··· Material for this task ···

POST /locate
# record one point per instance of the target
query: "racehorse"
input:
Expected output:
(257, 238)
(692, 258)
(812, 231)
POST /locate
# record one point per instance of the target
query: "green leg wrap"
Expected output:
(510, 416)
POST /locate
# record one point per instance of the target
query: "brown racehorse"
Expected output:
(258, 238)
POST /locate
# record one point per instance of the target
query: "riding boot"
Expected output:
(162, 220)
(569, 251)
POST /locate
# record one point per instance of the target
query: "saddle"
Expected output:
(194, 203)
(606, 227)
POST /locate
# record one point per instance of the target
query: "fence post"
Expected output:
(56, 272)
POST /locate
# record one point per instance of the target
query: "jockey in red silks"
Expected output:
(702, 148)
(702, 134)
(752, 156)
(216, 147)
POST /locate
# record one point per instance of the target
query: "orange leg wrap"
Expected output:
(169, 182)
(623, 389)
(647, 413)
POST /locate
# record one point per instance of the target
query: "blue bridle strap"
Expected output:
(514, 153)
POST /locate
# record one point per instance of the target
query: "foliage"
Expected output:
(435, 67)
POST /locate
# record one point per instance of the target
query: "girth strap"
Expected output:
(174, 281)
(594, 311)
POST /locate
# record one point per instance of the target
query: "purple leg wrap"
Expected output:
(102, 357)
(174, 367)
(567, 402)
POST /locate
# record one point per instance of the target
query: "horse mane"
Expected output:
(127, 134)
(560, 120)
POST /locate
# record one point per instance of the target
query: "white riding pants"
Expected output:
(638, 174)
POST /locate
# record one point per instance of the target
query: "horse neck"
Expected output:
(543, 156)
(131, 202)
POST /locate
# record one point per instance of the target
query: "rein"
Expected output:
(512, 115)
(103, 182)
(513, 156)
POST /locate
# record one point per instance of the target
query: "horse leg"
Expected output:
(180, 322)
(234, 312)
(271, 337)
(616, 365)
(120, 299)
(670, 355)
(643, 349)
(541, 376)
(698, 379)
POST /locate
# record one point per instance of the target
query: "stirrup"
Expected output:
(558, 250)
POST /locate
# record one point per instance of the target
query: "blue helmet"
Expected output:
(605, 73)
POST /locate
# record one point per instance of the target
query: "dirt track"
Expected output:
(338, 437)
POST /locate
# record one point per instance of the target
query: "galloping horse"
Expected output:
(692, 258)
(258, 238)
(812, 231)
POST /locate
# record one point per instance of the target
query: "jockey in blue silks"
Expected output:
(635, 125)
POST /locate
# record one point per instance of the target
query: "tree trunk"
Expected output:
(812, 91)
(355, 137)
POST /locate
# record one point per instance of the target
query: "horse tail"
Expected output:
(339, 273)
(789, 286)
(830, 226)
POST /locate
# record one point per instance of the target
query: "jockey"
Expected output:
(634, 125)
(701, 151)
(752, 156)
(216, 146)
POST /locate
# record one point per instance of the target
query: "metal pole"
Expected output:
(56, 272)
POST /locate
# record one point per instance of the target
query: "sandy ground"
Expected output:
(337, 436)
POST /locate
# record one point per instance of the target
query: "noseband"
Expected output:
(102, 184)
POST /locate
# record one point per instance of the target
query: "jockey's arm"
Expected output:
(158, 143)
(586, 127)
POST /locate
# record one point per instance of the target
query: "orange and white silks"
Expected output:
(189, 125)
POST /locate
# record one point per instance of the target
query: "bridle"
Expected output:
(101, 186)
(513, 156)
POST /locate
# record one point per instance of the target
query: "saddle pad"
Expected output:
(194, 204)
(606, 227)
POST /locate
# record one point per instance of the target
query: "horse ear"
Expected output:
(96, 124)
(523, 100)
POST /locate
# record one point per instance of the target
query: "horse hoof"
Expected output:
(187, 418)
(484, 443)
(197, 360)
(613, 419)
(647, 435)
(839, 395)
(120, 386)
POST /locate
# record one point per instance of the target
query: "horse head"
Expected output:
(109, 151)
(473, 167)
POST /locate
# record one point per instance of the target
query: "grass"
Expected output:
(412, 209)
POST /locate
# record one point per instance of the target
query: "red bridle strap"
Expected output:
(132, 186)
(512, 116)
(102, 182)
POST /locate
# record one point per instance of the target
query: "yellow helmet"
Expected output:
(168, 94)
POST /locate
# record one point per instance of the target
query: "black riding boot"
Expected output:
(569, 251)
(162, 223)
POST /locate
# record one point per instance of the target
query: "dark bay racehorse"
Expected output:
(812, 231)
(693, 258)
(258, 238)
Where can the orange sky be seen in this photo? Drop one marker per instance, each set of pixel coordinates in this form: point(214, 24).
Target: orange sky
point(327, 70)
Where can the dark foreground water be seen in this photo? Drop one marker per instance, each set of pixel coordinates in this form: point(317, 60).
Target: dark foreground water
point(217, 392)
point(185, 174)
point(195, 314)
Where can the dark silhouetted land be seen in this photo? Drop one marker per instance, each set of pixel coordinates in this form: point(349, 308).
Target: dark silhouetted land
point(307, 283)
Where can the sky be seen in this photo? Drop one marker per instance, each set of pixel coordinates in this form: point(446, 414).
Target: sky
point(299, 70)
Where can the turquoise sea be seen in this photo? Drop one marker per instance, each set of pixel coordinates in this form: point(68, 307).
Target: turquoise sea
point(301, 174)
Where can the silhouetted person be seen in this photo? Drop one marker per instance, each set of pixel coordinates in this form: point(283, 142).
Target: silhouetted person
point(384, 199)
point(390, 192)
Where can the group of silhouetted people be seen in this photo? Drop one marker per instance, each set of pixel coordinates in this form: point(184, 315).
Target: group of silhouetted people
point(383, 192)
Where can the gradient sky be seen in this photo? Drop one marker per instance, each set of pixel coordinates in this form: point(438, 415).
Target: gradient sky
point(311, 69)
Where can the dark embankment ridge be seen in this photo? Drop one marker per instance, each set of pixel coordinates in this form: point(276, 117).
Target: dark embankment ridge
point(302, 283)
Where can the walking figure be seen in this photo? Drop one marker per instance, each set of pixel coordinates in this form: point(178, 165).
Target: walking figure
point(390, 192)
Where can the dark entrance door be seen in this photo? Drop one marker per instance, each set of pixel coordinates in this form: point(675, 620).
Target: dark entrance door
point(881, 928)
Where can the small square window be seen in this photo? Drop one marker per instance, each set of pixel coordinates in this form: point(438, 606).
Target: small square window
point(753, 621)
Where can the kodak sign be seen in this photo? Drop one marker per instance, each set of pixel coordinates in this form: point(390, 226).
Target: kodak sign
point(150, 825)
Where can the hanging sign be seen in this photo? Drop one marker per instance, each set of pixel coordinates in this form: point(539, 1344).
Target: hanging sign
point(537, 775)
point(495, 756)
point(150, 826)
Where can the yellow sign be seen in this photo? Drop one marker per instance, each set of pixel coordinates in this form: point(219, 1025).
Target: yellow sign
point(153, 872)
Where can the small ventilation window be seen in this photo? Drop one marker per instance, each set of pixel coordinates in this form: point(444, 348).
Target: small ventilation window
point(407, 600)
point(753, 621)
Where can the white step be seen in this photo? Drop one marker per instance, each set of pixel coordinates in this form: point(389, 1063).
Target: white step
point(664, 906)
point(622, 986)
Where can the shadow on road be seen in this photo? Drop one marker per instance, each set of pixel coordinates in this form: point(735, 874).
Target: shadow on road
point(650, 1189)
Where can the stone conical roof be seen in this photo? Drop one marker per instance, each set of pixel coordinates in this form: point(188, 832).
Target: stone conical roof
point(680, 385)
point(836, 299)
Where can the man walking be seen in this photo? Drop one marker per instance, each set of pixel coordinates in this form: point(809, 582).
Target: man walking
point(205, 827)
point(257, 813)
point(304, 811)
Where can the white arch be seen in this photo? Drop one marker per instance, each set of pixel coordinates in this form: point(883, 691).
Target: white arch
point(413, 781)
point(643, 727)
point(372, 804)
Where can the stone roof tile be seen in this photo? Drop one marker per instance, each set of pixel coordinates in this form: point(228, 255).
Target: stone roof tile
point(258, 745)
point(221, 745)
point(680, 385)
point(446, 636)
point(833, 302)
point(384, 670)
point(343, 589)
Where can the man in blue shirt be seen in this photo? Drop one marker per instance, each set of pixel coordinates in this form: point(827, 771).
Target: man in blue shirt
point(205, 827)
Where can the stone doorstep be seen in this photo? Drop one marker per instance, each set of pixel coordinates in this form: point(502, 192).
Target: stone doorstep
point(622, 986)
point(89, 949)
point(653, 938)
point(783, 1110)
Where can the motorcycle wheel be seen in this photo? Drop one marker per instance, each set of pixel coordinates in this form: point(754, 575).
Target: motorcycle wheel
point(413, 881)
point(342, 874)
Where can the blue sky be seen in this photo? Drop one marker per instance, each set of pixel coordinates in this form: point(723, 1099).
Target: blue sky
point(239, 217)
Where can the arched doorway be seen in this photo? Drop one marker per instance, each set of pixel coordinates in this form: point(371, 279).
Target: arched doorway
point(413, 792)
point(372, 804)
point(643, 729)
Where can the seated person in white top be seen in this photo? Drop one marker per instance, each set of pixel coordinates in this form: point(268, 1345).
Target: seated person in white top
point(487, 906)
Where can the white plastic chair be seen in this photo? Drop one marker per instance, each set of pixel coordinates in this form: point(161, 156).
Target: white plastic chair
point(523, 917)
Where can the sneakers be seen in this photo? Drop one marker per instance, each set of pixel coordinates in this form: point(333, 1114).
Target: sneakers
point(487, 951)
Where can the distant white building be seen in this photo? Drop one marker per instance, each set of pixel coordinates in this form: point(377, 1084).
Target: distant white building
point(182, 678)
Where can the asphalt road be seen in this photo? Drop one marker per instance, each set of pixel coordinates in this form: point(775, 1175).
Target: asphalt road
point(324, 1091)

···

Aim of the task: Find the line that contains "Where can the arched" in the listing above. Retype it and every line after it up to the last, exactly, and nothing else.

Answer for this exercise:
Where can the arched doorway be seen in this photo? Drop one marker per instance, each set of pixel coordinates in this form: point(371, 279).
Target: arched doorway
point(413, 792)
point(372, 804)
point(643, 729)
Where can the seated person in white top be seen in this photo? Drop one marker per instance, each set of pixel coordinates in this form: point(268, 1345).
Target: seated person in white top
point(487, 906)
Where can the white plastic chair be seen in this photo? Drop one marker per instance, each set of pixel coordinates in this form: point(161, 156).
Target: white plastic chair
point(523, 917)
Where can the sneakers be seen in this photo? Drop one marker per instance, each set of pixel coordinates in this form: point(333, 1114).
Target: sneakers
point(487, 951)
Where can the distant white building be seen in this photo? Drop one marker per instance, each set of pixel coordinates in this form: point(377, 1084).
Target: distant white building
point(182, 678)
Where can the asphalt road be seen in this photo? Drop one marker per instance, each set of pixel coordinates in this form: point(775, 1175).
Target: asphalt road
point(324, 1091)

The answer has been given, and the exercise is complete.